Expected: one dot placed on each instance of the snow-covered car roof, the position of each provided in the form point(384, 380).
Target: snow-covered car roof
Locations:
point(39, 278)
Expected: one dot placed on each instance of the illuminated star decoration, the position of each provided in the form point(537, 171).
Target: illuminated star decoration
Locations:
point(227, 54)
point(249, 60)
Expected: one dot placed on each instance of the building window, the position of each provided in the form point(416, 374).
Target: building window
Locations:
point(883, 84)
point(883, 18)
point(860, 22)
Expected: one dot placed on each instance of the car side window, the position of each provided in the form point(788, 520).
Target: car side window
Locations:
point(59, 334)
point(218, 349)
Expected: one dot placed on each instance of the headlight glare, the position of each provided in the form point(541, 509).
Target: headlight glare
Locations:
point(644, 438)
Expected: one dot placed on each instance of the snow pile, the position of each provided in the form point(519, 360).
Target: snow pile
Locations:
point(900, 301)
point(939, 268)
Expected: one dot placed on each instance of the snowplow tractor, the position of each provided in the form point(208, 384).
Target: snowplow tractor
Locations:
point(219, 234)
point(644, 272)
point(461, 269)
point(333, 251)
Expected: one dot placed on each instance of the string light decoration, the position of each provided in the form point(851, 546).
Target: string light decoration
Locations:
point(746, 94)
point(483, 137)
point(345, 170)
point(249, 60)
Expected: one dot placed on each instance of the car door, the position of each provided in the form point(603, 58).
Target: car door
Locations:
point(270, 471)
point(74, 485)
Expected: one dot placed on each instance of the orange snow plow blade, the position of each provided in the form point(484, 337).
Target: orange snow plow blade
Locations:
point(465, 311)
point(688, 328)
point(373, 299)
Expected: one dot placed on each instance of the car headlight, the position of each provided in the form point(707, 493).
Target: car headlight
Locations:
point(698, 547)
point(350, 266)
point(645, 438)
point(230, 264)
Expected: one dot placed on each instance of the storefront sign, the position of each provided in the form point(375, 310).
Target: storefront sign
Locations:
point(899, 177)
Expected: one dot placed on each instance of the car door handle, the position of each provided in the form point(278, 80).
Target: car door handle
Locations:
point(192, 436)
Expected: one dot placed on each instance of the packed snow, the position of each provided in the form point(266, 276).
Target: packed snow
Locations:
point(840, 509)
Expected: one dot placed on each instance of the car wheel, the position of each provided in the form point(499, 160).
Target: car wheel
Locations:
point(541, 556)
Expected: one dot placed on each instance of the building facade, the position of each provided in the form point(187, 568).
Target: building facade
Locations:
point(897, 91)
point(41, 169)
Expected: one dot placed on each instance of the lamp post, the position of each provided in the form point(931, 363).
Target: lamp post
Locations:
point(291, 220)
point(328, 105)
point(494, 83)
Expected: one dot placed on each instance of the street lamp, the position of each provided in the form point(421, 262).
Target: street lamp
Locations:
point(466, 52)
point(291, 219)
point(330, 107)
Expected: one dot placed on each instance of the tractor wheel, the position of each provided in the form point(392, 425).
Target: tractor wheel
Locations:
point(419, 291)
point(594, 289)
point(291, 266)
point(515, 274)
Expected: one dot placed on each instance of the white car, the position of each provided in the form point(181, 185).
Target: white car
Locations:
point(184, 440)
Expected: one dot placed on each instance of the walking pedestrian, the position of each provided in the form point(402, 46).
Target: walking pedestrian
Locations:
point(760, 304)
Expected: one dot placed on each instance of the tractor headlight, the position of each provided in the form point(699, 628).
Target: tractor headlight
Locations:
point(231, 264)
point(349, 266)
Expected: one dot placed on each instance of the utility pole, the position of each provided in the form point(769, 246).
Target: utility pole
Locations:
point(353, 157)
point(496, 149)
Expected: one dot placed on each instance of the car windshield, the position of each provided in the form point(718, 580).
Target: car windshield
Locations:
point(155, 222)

☆ ☆ ☆ ☆ ☆

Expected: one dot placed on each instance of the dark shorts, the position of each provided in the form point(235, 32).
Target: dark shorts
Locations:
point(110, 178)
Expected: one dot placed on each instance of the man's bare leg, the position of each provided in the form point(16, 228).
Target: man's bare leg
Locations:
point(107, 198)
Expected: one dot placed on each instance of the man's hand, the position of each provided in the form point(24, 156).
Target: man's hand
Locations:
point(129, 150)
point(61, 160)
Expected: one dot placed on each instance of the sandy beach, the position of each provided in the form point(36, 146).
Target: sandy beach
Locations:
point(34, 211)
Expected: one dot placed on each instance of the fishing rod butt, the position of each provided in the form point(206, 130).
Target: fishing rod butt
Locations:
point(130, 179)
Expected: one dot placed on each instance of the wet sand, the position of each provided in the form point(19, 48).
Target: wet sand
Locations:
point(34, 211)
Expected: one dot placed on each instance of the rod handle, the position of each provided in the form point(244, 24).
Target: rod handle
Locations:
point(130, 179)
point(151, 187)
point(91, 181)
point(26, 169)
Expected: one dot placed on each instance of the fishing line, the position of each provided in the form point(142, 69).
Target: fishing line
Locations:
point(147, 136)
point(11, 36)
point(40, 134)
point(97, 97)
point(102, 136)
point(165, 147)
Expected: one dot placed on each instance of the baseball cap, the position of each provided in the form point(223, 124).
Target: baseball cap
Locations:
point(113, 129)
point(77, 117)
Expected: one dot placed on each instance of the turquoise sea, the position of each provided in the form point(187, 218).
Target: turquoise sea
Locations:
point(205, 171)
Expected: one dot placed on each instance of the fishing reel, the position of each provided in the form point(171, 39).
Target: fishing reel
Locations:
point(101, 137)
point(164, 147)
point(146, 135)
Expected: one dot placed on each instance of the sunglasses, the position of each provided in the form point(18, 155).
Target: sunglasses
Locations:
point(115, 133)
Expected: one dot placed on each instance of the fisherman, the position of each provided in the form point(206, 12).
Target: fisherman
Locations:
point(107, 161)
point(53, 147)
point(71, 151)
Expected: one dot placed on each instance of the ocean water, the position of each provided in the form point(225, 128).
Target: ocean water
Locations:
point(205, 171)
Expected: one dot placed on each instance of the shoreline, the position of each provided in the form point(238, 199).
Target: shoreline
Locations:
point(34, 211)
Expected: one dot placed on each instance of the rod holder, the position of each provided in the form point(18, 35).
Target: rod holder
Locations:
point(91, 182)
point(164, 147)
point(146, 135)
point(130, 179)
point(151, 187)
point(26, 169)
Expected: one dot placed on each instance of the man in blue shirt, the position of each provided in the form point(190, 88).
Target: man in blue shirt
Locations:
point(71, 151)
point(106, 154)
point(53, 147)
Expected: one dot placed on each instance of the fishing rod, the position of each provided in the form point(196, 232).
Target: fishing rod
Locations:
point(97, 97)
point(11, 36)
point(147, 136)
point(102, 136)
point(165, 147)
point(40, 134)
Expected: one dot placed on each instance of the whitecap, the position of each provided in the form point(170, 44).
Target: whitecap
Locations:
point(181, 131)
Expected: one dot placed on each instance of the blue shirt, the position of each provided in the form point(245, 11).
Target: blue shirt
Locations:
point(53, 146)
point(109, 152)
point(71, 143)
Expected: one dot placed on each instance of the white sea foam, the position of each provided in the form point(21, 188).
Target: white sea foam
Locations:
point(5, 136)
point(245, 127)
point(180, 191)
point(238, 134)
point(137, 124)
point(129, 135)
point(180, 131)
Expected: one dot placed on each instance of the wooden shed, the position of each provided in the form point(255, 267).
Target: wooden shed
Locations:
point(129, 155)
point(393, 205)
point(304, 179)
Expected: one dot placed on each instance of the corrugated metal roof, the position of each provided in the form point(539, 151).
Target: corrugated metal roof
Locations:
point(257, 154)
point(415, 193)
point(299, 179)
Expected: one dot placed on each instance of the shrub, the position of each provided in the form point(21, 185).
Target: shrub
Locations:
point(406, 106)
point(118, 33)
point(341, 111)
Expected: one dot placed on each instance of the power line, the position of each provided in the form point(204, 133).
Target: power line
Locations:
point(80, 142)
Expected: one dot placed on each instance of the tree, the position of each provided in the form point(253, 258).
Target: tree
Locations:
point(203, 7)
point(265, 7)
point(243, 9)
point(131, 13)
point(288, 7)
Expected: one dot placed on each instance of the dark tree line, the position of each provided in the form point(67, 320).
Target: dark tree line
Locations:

☆ ☆ ☆ ☆ ☆

• [Your instructions]:
Lay out as a numbered list the lines between the one holding "Expected: one dot placed on each instance of the whitecap, the" and the one holding "point(341, 111)", inclusive, and leave out any blank lines.

• [Written answer]:
1. Expected: one dot placed on each instance of the whitecap, the position of each provided in the form point(170, 44).
2. Target: whitecap
3. Locations:
4. point(181, 131)
5. Expected: one dot placed on each instance of the blue shirt, the position of each provided in the form point(245, 11).
6. Target: blue shirt
7. Locations:
8. point(53, 146)
9. point(109, 152)
10. point(71, 143)
11. Expected: one dot placed on each instance of the white sea foam, the position of each provided in the form point(21, 188).
12. Target: white sea foam
13. Locations:
14. point(5, 136)
15. point(245, 127)
16. point(180, 191)
17. point(238, 134)
18. point(137, 124)
19. point(129, 135)
20. point(180, 131)
21. Expected: one dot placed on each instance of the wooden shed, the position of each provided in the form point(255, 267).
22. Target: wooden shed
23. Locations:
24. point(129, 155)
25. point(393, 205)
26. point(304, 179)
27. Expected: one dot placed on each instance of the corrugated metal roof, the position of each provided in the form point(539, 151).
28. Target: corrugated metal roof
29. Locations:
30. point(257, 154)
31. point(415, 193)
32. point(299, 179)
33. Expected: one dot placed on each instance of the shrub, the position of each provided in the form point(21, 185).
34. Target: shrub
35. Locations:
36. point(406, 106)
37. point(118, 33)
38. point(341, 111)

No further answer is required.